Problem description —
Please copy every one of the items below word for word, without changing anything.

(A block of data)
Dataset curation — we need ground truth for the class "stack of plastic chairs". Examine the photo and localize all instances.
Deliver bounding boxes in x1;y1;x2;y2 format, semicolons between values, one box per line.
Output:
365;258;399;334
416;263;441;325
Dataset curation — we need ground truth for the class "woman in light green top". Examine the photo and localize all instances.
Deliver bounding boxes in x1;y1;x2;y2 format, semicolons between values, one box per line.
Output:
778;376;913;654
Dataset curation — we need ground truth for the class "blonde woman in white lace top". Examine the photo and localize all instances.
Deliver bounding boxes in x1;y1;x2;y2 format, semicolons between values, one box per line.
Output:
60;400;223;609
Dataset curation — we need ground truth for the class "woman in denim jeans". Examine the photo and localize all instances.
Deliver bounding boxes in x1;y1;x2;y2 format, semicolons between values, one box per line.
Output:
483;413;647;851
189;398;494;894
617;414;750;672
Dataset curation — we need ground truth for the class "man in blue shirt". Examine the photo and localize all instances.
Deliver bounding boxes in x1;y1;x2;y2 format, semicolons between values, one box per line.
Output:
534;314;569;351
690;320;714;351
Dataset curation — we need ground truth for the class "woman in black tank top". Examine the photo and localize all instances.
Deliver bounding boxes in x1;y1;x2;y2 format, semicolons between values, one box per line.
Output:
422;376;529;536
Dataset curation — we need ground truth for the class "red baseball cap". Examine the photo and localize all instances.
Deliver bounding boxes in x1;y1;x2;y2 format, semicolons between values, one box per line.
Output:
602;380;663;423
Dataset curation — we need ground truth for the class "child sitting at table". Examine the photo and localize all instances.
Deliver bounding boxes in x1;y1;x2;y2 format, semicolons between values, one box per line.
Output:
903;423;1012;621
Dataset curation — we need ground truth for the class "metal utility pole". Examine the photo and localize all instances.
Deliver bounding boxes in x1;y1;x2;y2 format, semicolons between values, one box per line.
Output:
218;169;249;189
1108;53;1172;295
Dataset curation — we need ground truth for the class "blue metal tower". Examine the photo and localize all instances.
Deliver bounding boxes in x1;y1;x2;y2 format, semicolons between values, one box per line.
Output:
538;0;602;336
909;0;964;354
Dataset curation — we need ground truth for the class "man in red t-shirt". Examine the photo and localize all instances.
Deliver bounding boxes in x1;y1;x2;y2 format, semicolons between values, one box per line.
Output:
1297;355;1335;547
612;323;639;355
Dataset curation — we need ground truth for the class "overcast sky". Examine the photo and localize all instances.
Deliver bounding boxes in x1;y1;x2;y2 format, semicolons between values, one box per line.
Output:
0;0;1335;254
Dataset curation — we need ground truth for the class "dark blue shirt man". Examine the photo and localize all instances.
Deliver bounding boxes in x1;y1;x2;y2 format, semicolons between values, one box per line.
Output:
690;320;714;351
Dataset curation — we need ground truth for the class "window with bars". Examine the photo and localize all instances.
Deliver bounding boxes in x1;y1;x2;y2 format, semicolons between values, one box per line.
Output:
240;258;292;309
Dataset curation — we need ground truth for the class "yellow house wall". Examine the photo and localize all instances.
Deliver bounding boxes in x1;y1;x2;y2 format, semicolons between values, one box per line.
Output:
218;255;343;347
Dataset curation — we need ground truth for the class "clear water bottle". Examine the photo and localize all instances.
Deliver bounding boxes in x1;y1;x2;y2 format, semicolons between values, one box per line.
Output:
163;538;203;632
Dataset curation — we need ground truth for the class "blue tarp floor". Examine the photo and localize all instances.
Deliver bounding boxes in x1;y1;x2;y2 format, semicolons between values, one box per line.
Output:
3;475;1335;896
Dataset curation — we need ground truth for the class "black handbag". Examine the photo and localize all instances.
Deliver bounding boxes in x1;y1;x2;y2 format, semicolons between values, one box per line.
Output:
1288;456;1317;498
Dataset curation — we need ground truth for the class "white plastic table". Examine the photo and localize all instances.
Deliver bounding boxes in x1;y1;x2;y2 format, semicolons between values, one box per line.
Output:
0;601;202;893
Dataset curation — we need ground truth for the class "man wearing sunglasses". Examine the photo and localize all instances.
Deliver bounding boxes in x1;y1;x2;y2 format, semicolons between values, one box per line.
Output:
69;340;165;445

The completed task —
Dataset curation — we need ground truth for the class "stack of plastic chairs". Examine the photo and localize all instances.
Deliver bounding boxes in x1;y1;x2;y2 format, semicolons between values, one box per line.
Output:
365;258;399;334
416;263;441;325
Dataset curation — we need ground truth for the class "woman in light green top". Examine the photo and localize all instances.
Deliver bounding boxes in x1;y1;x2;y2 format, semicolons between values, one box per line.
Output:
778;376;913;654
Dataset curation — we need ground truth for the class "blonde woman in white lace top". Examine the photo and localize all instances.
Deliver bounding boxes in x1;y1;x2;y2 format, semicolons between values, one box per line.
Output:
60;400;223;609
Dataset curation — we need ground truth for the class "woman in denim jeans". Examine the photo and localize all instances.
Deliver bounding boxes in x1;y1;x2;y2 format, semicolons between values, one box per line.
Output:
483;413;647;851
189;398;494;894
617;414;750;672
Dataset curation — we need ground truth for the class "man in blue shirt". Examine the photo and localize all instances.
Deliver bounding boxes in x1;y1;x2;y2 format, semicolons between values, one box per line.
Output:
534;314;569;351
690;320;714;351
Dataset curation — we need ground truth for the class "woman in black tank top". Examine the photo and localize all instances.
Deliver bounding boxes in x1;y1;x2;y2 format, semicolons between values, one box per line.
Output:
422;376;529;536
Dataset curation — we need ground truth for the class "red baseball cap". Examine the photo and localize all instances.
Deliver bounding boxes in x1;y1;x2;y2 format, semicolons between values, one box per line.
Output:
602;380;663;423
Dataset curation — we need ground truth for the class "child sitting at table". Examine the photo and localize all instances.
Deliver bounding boxes in x1;y1;x2;y2 format, semicolons between values, one box per line.
Output:
903;423;1012;621
Dataset curation — we need ground truth for the class "metal utility pole". Examine the photo and localize all instances.
Deliver bounding boxes in x1;y1;x2;y2 format, semicolons between values, one box per line.
Output:
218;169;249;189
1108;53;1172;295
Dataset curation — we need ground truth for the class "blue metal tower". Examine the photo and localize all instances.
Deliver bounding boxes in x1;y1;x2;y2 format, semicolons between values, one box per line.
Output:
538;0;602;336
909;0;964;354
Dataset curation — we need ground truth for the class "man in red t-shirt". Examine the photo and localize all instances.
Deliver bounding boxes in x1;y1;x2;y2 format, semicolons between values, one box per line.
Output:
1297;355;1335;547
612;323;639;355
Dataset curation — we need ground truth for the class "overcast sky". Examine the photo and localize all instances.
Deliver bounding boxes in x1;y1;x2;y2 format, semicolons between values, one box per line.
Output:
0;0;1335;254
Dataset curation — we need ground truth for the class "dark blue shirt man". Examine the photo and localize all instances.
Deliver bounding boxes in x1;y1;x2;y2 format, semicolons between values, one box per line.
Output:
690;320;714;351
Dataset curation — we need ground truth for the class "window with bars". Examine the photo and localize all instances.
Deliver bounding boxes in x1;y1;x2;y2 format, semicolons between values, one box per line.
Output:
240;258;292;309
Dataset curation — we need ground truth for the class "yellow house wall". Examine the photo and localize all instances.
Deliver bounding boxes in x1;y1;x2;y2 format, semicolons between values, one box per line.
Output:
218;255;343;347
Dataset curation — we need ground truth for the class "clear water bottle". Examine the photo and localize all instances.
Deliver bounding boxes in x1;y1;x2;y2 format, semicolons between values, one box per line.
Output:
163;538;203;632
Dataset curation — we need ground truth for the class "blue tarp floor". Examine the photo and localize all instances.
Deliver bounding boxes in x1;y1;x2;y2 format, semicolons between values, one box per line.
Output:
3;475;1335;896
Dataset curation — we need ground truth for the class "black handbag". Examine the photo and localize all instances.
Deliver bounding boxes in x1;y1;x2;y2 format, semicolons between values, one box per line.
Output:
1288;456;1317;498
Dataset curation — we need ground truth for the class "white plastic table". Examine the photo and localize all instances.
Deliver bounding boxes in x1;y1;x2;y2 format, semicolons between values, one box per line.
Output:
0;601;202;893
Dataset curation — we need ground truth for the class "man wearing sunglasses". Examine the photo and localize all instances.
Deliver bounding boxes in x1;y1;x2;y2 format, semicolons between values, one box per line.
Output:
69;340;165;445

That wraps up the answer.